## Problem requirements
Repeat the listing exactly as given, omitting every image.

=== Section Start ===

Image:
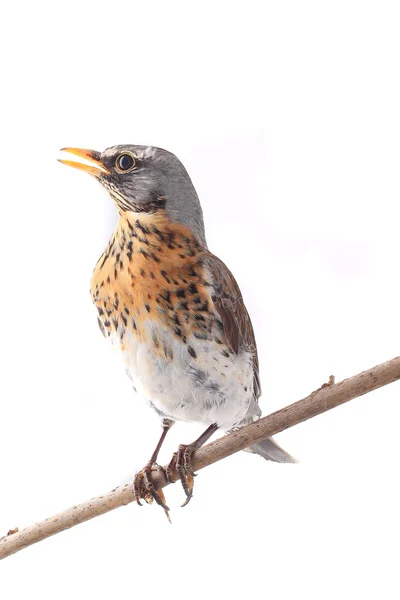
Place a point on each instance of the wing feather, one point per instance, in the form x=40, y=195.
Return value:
x=235, y=319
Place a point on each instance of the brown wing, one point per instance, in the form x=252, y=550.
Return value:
x=235, y=319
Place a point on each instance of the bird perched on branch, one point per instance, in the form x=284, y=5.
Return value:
x=172, y=308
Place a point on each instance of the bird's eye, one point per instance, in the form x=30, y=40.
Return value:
x=125, y=162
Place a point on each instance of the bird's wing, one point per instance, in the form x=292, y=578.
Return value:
x=236, y=322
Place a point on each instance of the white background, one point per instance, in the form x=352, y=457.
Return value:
x=286, y=115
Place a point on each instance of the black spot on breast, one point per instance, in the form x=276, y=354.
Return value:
x=165, y=275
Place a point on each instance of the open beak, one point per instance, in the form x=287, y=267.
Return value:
x=96, y=168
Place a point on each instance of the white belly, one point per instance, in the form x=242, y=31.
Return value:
x=208, y=388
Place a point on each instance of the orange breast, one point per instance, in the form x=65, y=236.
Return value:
x=152, y=270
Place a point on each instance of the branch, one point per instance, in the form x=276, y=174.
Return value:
x=327, y=397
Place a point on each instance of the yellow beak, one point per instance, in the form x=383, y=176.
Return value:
x=96, y=168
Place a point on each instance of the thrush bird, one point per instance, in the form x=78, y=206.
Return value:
x=173, y=309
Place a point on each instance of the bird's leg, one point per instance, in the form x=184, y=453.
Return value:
x=182, y=462
x=143, y=486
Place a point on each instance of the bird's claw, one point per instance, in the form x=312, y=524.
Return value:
x=143, y=486
x=182, y=462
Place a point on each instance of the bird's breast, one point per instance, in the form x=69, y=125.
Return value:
x=153, y=295
x=152, y=273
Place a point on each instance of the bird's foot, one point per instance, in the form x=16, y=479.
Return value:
x=182, y=462
x=143, y=486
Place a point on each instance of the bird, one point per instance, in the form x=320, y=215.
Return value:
x=172, y=309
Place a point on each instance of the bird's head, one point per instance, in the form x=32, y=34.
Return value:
x=144, y=179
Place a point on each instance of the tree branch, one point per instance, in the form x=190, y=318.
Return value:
x=327, y=397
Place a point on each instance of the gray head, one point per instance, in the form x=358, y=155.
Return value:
x=145, y=179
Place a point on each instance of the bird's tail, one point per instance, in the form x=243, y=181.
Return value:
x=270, y=450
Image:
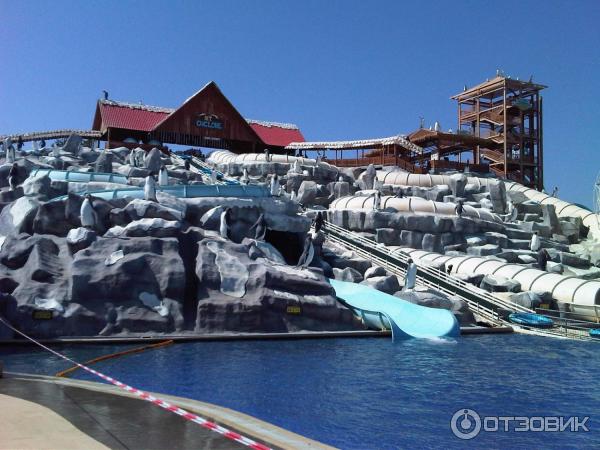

=== Section End ===

## Solution for this exercise
Image:
Place a point on each instance of the wing feather, one point per instance, in the form x=40, y=195.
Return value:
x=235, y=319
Place a point on each instance of the brown wing, one point per instance, in the form x=252, y=550.
Return value:
x=235, y=319
Place a point on each instance of the bird perched on branch, one point per instance, in the form x=284, y=5.
Return value:
x=172, y=308
Place a point on each instance of the bird's eye, one point per instance, in the form x=30, y=40.
Return value:
x=125, y=162
Place a point on each instance of the bird's wing, one point per instance, in the form x=292, y=578.
Return value:
x=236, y=322
Place a point on each instance of the white background, one point per instance, in the form x=352, y=457.
Return value:
x=286, y=115
Place a point on each instance of the black spot on breast, one point per instance, in the form x=276, y=354.
Return value:
x=165, y=275
Place a point on each instance of the open beak, one point per instance, in the form x=287, y=267.
Return value:
x=96, y=168
Place a point on each instance of the white belly, one point per instance, in the form x=242, y=31.
Return value:
x=208, y=388
Place a point on each instance of the orange breast, one point per instance, in the form x=65, y=236.
Return value:
x=152, y=270
Place a point on each instance of the branch, one point per instance, in the form x=276, y=174.
Return value:
x=327, y=397
Place a point on each instance of the yellow beak, one point per instance, in the form x=383, y=176.
Return value:
x=96, y=168
Place a point on each instance of the thrush bird, one point per instance, in the form x=78, y=206.
Return value:
x=173, y=309
Place a point on each instance of the bird's leg, one point per instance, in the form x=184, y=453.
Return value:
x=182, y=462
x=143, y=486
Place a point on each instance of the bird's claw, one point per instance, in the form x=312, y=524.
Return value:
x=143, y=486
x=182, y=462
Place a point on each instance of the bird's breast, one point per instance, in the form x=69, y=125.
Return value:
x=153, y=295
x=152, y=273
Place a point on each instance of the bird's foot, one point per instance, in the form x=16, y=479.
Return value:
x=182, y=462
x=143, y=486
Place a point on each instance of the bird, one point per instance, in the form x=320, y=215.
Return value:
x=172, y=309
Place a point on each instance of the bird's head, one point per instance, in the form x=32, y=34.
Return value:
x=144, y=179
Place a point on each instance of the tree branch, one point per instance, in the form x=190, y=318.
Return value:
x=327, y=397
Place a point on each instance of the gray head, one point per instance, in the form x=358, y=155.
Return value:
x=145, y=179
Place a point on each instance of the bird's tail, one point per instance, in the form x=243, y=181.
Return value:
x=270, y=450
Image:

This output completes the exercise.